Effective Dose Factor in Isotropic Dispersion

Nuclear reactor incident might be involved with a wide dispersion of radionuclides. The external exposure of the human body at large contaminated area does not arise from a single direction, but from multiple isotropic isotopes surrounding the body. Single source exposure causes a greater dose to the nearest organs than the deeper organs which located at the other side of the body. According to the facts that there is a difference in the organs radiation sensitivity, the non-symmetrical distribution of organs in the body and the specific absorbed dose of each organ, the biological damage by exposure of the body from one side or from the other side is not identical. Thus, for the same exposure, there is a different effective dose (whole body biological damage) for different angels of body exposure (different side of the body). Exactly the same, there is effective dose difference for one directional exposure or surrounding isotropic radiation from all the sides together, as being in large contaminated area. Taking all of the above into consideration, ICRP (1) has calculated and published dose coefficients for exposure from different parts of the human body. Those coefficients depend on the direction of exposure and energy.

The work used the Chernobyl accident data (2) and focused on Iodine and Cesium dispersion. By taking into consideration each Iodine and Cesium radionuclides release activity, their emission probabilities and energies, an effective dose coefficient has been calculated for each photon. Finally, an effective dose coefficient, weighted for Iodine and Cesium isotopes, was calculated for large contaminated area with large dispersion and isotropic exposure. The 23 calculated photons energy range was 0.07-1.4 MeV. The final calculated conversion factor of external exposure to effective dose in reactor Iodine and Cesium large dispersion area founds as 0.7 Sv/Gy (at average photon energy of 0.48 MeV).

Reference

  1. ICRP 116, Conversion coefficients for radiological protection quantities for external radiation exposure, 2010.
  2. Environmental consequences of the Chernobyl accident and their remediation: Twenty years of experience, report of Chernobyl forum expert group "Environment", IAEA, 2006.
================
▸ Study questions
**A)** Answer these questions from the effective dose text, one per line:
(i) Which organization calculated and published dose coefficients for exposure from different parts of the human body?
(ii) On which two elements' dispersion did the work focus?
(iii) What was the energy range of the 23 calculated photons?
**B)** Print the stretch of the effective dose text from "The work used" through "radiation exposure, 2010.".
The lines are not needed to work with the effective dose text.

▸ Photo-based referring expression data
================
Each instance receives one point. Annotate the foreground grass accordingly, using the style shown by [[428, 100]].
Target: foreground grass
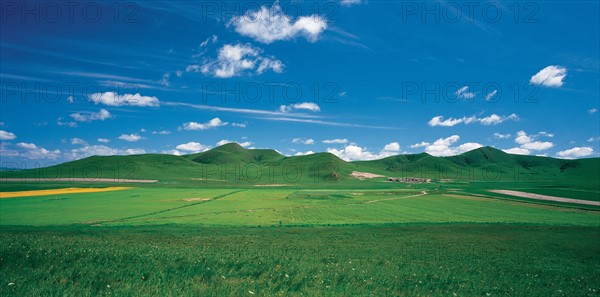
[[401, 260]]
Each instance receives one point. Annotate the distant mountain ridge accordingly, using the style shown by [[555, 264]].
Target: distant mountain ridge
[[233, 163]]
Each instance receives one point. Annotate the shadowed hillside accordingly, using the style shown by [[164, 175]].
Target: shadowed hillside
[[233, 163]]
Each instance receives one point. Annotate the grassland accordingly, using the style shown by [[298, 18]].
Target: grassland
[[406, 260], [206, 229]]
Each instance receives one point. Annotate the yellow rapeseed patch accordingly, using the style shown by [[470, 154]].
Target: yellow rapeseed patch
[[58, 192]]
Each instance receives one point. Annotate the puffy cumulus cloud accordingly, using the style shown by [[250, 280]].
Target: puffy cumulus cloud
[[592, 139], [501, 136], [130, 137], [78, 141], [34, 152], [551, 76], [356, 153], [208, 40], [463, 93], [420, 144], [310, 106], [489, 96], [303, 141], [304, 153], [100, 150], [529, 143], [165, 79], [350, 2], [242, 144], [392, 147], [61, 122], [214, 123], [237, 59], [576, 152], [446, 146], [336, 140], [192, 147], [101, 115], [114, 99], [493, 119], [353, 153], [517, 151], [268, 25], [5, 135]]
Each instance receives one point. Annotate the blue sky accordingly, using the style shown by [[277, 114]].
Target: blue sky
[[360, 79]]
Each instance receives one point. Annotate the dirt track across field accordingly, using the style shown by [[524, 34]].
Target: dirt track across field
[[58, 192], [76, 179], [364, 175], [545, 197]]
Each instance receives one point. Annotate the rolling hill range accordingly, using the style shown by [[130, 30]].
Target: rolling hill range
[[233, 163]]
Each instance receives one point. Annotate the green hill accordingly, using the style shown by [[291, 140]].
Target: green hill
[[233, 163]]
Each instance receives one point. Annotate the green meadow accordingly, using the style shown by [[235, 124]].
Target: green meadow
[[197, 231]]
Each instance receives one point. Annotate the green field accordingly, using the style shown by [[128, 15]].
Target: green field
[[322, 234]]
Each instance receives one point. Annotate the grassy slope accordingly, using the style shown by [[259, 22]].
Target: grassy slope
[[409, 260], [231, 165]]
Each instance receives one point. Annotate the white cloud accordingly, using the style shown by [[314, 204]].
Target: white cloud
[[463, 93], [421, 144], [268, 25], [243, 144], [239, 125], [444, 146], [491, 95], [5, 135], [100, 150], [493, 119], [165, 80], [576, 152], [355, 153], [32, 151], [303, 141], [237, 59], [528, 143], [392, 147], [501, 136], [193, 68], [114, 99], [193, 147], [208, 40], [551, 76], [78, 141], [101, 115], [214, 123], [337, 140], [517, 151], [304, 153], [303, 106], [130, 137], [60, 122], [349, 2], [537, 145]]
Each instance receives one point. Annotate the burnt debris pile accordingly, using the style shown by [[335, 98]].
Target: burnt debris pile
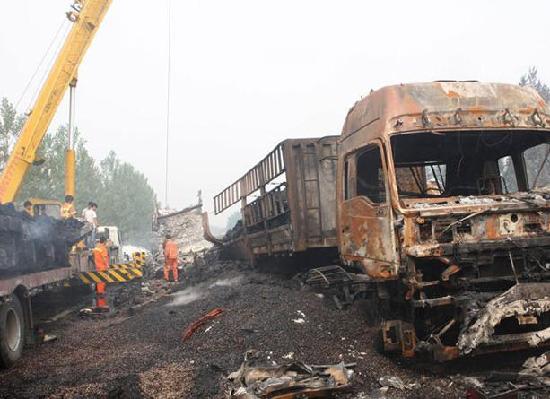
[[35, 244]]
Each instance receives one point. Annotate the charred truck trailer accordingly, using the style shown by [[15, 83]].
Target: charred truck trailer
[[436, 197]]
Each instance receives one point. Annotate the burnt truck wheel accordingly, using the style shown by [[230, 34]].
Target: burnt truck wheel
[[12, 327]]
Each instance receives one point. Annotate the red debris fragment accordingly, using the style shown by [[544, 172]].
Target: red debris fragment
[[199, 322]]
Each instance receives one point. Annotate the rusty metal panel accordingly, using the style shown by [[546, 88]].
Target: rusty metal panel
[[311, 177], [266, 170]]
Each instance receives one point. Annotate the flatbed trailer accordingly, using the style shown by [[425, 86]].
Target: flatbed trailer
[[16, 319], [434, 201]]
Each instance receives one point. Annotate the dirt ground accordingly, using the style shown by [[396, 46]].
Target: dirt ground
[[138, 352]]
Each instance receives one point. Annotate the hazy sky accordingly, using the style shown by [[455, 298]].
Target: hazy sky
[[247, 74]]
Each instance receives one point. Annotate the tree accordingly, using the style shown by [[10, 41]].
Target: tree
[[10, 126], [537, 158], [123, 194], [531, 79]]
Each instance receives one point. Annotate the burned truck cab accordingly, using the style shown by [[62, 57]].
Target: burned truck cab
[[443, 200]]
================
▸ Results by task
**A)**
(i) ICRP
(ii) Iodine and Cesium
(iii) 0.07-1.4 MeV

**B)**
The work used the Chernobyl accident data (2) and focused on Iodine and Cesium dispersion. By taking into consideration each Iodine and Cesium radionuclides release activity, their emission probabilities and energies, an effective dose coefficient has been calculated for each photon. Finally, an effective dose coefficient, weighted for Iodine and Cesium isotopes, was calculated for large contaminated area with large dispersion and isotropic exposure. The 23 calculated photons energy range was 0.07-1.4 MeV. The final calculated conversion factor of external exposure to effective dose in reactor Iodine and Cesium large dispersion area founds as 0.7 Sv/Gy (at average photon energy of 0.48 MeV).

Reference

  1. ICRP 116, Conversion coefficients for radiological protection quantities for external radiation exposure, 2010.